(Source records)
==============================
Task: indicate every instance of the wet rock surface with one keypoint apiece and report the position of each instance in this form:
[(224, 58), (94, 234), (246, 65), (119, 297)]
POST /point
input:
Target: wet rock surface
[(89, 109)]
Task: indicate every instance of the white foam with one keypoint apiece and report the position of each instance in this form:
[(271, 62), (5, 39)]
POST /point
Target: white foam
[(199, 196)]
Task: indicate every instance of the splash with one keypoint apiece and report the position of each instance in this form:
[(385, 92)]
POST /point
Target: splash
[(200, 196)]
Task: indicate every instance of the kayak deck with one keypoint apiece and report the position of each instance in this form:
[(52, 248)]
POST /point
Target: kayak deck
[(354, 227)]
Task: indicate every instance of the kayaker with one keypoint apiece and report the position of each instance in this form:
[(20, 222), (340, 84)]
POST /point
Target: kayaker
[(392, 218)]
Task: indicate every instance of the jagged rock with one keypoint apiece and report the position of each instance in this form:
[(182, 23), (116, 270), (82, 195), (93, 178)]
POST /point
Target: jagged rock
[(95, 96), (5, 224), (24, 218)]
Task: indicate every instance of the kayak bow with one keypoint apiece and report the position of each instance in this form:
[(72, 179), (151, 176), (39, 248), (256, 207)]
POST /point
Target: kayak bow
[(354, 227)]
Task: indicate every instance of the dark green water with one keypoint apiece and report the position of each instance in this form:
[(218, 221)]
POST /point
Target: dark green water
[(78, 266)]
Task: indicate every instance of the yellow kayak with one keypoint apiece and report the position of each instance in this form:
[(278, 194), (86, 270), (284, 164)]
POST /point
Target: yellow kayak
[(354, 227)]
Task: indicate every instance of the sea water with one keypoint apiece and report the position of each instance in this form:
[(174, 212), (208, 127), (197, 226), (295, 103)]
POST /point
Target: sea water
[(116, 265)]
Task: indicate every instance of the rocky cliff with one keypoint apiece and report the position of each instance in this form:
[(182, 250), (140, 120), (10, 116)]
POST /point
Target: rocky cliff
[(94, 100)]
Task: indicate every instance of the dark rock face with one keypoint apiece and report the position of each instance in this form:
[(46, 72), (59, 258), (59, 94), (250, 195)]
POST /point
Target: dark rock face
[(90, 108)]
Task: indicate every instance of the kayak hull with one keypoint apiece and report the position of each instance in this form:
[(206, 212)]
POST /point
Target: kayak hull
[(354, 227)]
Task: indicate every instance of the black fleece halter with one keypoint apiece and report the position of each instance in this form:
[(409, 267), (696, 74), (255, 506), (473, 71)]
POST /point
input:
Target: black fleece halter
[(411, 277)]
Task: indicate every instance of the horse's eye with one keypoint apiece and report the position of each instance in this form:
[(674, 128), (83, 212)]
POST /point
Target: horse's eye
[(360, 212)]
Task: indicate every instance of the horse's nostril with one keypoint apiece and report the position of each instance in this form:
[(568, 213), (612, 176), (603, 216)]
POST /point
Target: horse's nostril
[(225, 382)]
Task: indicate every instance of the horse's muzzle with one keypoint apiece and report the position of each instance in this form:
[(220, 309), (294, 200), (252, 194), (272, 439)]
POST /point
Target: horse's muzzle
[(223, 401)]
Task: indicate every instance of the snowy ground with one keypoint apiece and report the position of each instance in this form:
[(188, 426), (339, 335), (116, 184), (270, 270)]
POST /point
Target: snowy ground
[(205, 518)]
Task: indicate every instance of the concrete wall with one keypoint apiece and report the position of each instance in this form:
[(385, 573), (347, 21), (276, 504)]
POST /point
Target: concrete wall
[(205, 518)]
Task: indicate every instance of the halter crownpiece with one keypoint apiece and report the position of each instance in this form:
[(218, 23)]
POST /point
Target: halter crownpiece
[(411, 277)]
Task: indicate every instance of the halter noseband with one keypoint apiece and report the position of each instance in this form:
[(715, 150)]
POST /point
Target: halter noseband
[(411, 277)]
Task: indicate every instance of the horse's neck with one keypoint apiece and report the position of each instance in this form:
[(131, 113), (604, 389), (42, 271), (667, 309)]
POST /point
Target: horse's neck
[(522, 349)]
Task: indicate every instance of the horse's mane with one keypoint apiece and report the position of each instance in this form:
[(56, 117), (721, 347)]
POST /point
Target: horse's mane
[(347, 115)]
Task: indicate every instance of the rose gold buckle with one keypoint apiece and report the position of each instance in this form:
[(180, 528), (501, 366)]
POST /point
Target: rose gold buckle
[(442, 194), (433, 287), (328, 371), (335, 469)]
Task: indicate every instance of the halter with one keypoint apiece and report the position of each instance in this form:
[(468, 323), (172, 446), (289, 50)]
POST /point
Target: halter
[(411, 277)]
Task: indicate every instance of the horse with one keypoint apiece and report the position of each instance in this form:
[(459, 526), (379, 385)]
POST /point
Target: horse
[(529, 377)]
==============================
#### WHAT TO PRODUCE:
From the first line to the last, copy every record exactly.

#### SOLUTION FOR THIS PROBLEM:
Task: indicate every instance of the wet rock surface with one keypoint apiece and report the position of each instance in this form:
[(224, 58), (94, 234), (246, 65), (119, 297)]
POST /point
input:
Target: wet rock surface
[(89, 109)]
Task: indicate every instance of the white foam with one keypoint apiece and report the position of each instance in this form:
[(271, 62), (5, 39)]
POST /point
Target: white foam
[(199, 196)]
Task: indicate every instance of the splash with one keypoint apiece and report the position of each instance in this form:
[(385, 92)]
POST /point
Target: splash
[(200, 196)]
Task: indicate every instance of the kayak deck with one keypoint apiece and report the position of each instance in this form:
[(52, 248)]
POST /point
Target: kayak deck
[(354, 227)]
Task: indicate every instance of the kayaker with one keypoint apiece and report the position of each instance in this form:
[(20, 222), (340, 84)]
POST /point
Target: kayaker
[(392, 218)]
Task: indicate every instance of the jagged rock with one keypoint apiece and report the position of each instance in this form:
[(182, 23), (116, 270), (82, 195), (93, 178)]
POST /point
Target: jagged rock
[(95, 96), (5, 224), (24, 218)]
Task: indicate every instance of the kayak bow with one keypoint apiece and report the position of each instance in this form:
[(72, 179), (151, 176), (39, 248), (256, 207)]
POST /point
Target: kayak bow
[(354, 227)]
Task: indicate every instance of the dark green water with one keypoint apiece and report the position of each instance in this form:
[(218, 221)]
POST /point
Target: dark green water
[(78, 266)]
Task: indicate every instance of the yellow kayak with one keypoint apiece and report the position of each instance in this form:
[(278, 194), (86, 270), (284, 164)]
POST /point
Target: yellow kayak
[(354, 227)]
Task: indicate every instance of the sea water with one keypoint apiece and report the position of each instance in this form:
[(174, 212), (208, 127), (197, 226), (295, 103)]
POST /point
Target: sea water
[(116, 265)]
Task: indicate every instance of the rocky cliff with one keypoint apiece and report the position of each instance in this form:
[(182, 250), (140, 120), (10, 116)]
POST /point
Target: rocky cliff
[(94, 100)]
Task: indicate every instance of the dark rock face with one keypoint apiece and report the position of each instance in this form:
[(46, 72), (59, 258), (59, 94), (250, 195)]
POST /point
Target: dark rock face
[(90, 108)]
Task: indicate every instance of the kayak hull with one keypoint apiece and report the position of each instance in this form:
[(206, 212)]
POST /point
Target: kayak hull
[(354, 227)]
Task: indicate every instance of the black fleece halter with one keypoint apiece and report the position of each instance in this form:
[(409, 267), (696, 74), (255, 506), (473, 71)]
POST /point
input:
Target: black fleece halter
[(411, 277)]
Task: indicate every instance of the horse's eye with one keypoint apiece and report the position of each instance in this form:
[(674, 128), (83, 212)]
POST /point
Target: horse's eye
[(360, 212)]
Task: indicate every instance of the horse's nostril with one keypoint apiece and report the position of each instance in this form:
[(568, 213), (612, 176), (603, 216)]
POST /point
Target: horse's nostril
[(225, 382)]
Task: indicate every instance of the horse's muzzle with one keypoint apiece and report the position of each instance in this form:
[(220, 309), (294, 200), (252, 194), (272, 439)]
POST /point
Target: horse's muzzle
[(223, 401)]
Task: indicate every instance of the snowy ground with one keypoint apiece and report the position of each instance in this form:
[(188, 426), (339, 335), (116, 184), (270, 270)]
POST /point
Target: snowy ground
[(205, 518)]
Task: indicate every instance of the concrete wall with one keypoint apiece and report the position of each instance in this form:
[(385, 573), (347, 21), (276, 504)]
POST /point
Target: concrete wall
[(205, 518)]
Task: indicate every instance of the halter crownpiece with one keypoint apiece and report the position of each instance in this form:
[(218, 23)]
POST /point
Target: halter crownpiece
[(411, 277)]
Task: indicate every instance of the halter noseband with one keypoint apiece and report the position of each instance in this form:
[(715, 150)]
POST /point
Target: halter noseband
[(411, 277)]
Task: indicate every instance of the horse's neck with one keypoint apiece and report the position of each instance in this form:
[(131, 113), (604, 389), (42, 271), (667, 309)]
POST /point
Target: horse's neck
[(522, 349)]
Task: indicate every instance of the horse's mane with one keypoint apiece and report the position of each instance in this form:
[(56, 117), (721, 347)]
POST /point
Target: horse's mane
[(347, 115)]
Task: indicate every instance of the rose gold buckle with one keypoint apiece and report the position of each instance in this form:
[(180, 528), (501, 366)]
POST /point
Target: rose gold buckle
[(442, 194), (433, 287), (328, 371), (335, 469)]
Task: indicate every instance of the halter with one keypoint apiece and report the position of each instance in this form:
[(468, 323), (172, 446), (289, 50)]
POST /point
Target: halter
[(411, 277)]
Task: indicate every instance of the horse with one keypoint apiece and report the position of each instance in this form:
[(459, 526), (379, 385)]
POST /point
Target: horse
[(529, 377)]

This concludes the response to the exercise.